= Beginning of Section =
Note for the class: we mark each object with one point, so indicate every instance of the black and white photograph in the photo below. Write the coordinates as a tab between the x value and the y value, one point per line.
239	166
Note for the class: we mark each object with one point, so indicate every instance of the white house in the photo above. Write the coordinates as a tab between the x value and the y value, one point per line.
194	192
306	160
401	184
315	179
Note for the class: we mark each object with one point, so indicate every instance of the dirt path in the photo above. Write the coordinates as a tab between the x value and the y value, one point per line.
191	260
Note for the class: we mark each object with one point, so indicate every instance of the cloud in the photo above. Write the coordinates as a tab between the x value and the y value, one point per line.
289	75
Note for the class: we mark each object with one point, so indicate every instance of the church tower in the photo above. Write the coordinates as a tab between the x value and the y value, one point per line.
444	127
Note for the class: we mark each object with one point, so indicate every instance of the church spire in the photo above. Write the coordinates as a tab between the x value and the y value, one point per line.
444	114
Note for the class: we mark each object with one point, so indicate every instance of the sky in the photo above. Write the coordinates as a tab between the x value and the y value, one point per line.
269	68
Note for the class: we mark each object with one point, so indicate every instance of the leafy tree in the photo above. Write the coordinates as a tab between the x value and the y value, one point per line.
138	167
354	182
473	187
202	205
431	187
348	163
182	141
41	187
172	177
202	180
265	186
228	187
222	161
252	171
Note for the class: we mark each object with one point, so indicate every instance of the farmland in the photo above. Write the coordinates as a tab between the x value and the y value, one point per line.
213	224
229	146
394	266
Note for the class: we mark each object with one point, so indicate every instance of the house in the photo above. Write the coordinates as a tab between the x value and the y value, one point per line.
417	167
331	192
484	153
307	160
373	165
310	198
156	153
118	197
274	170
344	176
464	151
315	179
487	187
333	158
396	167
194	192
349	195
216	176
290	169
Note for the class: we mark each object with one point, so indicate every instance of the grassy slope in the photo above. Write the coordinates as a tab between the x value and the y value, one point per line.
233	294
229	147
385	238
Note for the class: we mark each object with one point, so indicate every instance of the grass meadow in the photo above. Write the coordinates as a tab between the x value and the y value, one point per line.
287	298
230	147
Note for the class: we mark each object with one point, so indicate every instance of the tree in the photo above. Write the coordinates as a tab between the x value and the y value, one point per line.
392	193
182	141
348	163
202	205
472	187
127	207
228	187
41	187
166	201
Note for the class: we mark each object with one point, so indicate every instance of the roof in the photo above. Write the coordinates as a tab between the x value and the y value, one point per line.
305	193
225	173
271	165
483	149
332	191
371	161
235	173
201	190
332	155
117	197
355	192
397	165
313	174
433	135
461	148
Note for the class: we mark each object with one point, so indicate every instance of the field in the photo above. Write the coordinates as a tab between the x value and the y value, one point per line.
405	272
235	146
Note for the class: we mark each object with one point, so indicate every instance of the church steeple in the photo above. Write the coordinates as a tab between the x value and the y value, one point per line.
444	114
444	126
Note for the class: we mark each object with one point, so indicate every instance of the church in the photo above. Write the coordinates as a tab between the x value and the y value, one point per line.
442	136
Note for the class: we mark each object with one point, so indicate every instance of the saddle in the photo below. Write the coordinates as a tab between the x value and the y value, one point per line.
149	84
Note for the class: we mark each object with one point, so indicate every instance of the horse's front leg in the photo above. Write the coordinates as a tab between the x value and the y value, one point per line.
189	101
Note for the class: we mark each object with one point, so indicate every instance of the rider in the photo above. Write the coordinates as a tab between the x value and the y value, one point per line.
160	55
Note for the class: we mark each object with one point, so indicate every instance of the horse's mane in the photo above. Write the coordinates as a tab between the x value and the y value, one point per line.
= End of Section =
**Exercise objective**
Each line of the data is to be output exactly, with none skipped.

**Final answer**
Note for the class: we mark each object with one point, so indicate every instance of the black and white photograph in the photo below. Write the coordinates as a tab between the x value and the y value, one point per line.
239	166
Note for the class: we mark each object with one point, so indicate every instance of the white house in the photo above. Write the coordinates as a tab between the x value and the y value, one point per line.
194	192
306	160
401	184
315	179
Note for the class: we mark each object with one point, so indicate every instance of the dirt path in the photo above. Write the coordinates as a tab between the x value and the y value, one point per line.
191	260
Note for the class: we mark each object with one point, so indicate every instance of the cloud in the photo above. Write the coordinates as a tab between the x value and the y value, one point per line.
289	75
Note for the class: we mark each object with one point, so indicate every instance of the church tower in the photo above. Write the coordinates as a tab between the x value and the y value, one point per line.
444	127
Note for the class: we mark each object with one point, so indicate every instance of the church spire in the photo above. Write the coordinates as a tab between the x value and the y value, one point per line.
444	114
Note for the class: we mark each object with one point, so indicate every instance of the sky in the photo above. Write the coordinates as a tab between the x value and the y value, one point per line.
269	68
Note for the class: we mark each object with one point, so indicate every instance of the leafy tree in the photo above. Write the coordinates as a tab between the x value and the y value, one point per line.
138	167
354	182
473	187
202	205
431	187
348	163
182	141
41	187
172	177
202	180
265	186
228	187
222	161
252	171
Note for the class: we mark each object with one point, so indicate every instance of the farmland in the photo above. Write the coordinates as a tab between the x value and the y value, one point per line.
213	224
229	146
394	266
Note for the class: we mark each object with one point, so indicate every instance of the house in the photo above. Write the coordinates as a tab between the x value and the y value, one point per line.
417	167
331	192
484	153
307	160
373	165
310	198
156	153
118	197
274	170
344	176
464	151
315	179
487	187
333	158
396	167
194	192
349	195
216	176
290	169
Note for the class: we mark each object with one point, so indicate every instance of the grassy slope in the photo above. Write the coordinates as a tab between the x value and the y value, one point per line.
233	294
229	147
385	238
Note for the class: we mark each object with one point, so indicate every instance of the grass meadow in the photo above. Write the coordinates as a tab between the x value and the y value, one point per line.
287	298
230	147
Note for the class: we mark each object with one point, so indicate every instance of the tree in the photo above. Write the coordinates as a tab between the x value and the y value, one point per line.
392	193
182	141
348	163
202	205
472	187
127	207
228	187
41	187
166	201
Note for the class: we mark each object with one point, so indicate every instance of the roof in the photo above. Write the coordinates as a tab between the x value and the y value, one point per line.
305	193
225	173
271	165
483	149
332	191
371	161
235	173
201	190
332	155
117	197
355	192
397	165
313	174
433	135
461	148
Note for the class: we mark each object with one point, so indicate every instance of the field in the photo above. Write the coordinates as a tab between the x value and the y value, one point per line.
405	272
235	146
Note for the class: we mark each object with one point, so indicate every instance of the church steeple in the photo above. Write the coordinates as a tab between the x value and the y value, one point per line.
444	114
444	126
Note for the class: we mark each object with one point, so indicate every instance of the church in the photo above. Write the coordinates as a tab between the x value and the y value, one point per line.
442	136
Note for the class: we mark each object with one point, so indicate every instance of the saddle in the photo below. Write the coordinates as a tab between the x value and the y value, one point per line.
149	84
Note for the class: we mark each object with one point, so indicate every instance of the horse's front leg in the photo above. Write the coordinates as a tab between the x value and the y value, one point per line.
189	101
Note for the class: we mark each object with one point, so indicate every instance of the rider in the photo above. Write the coordinates as a tab between the x value and the y value, one point per line.
160	55
Note for the class: we mark each object with one point, so indicate every instance of the horse's mane in the photo above. Write the coordinates as a tab between the x value and the y value, one point per line.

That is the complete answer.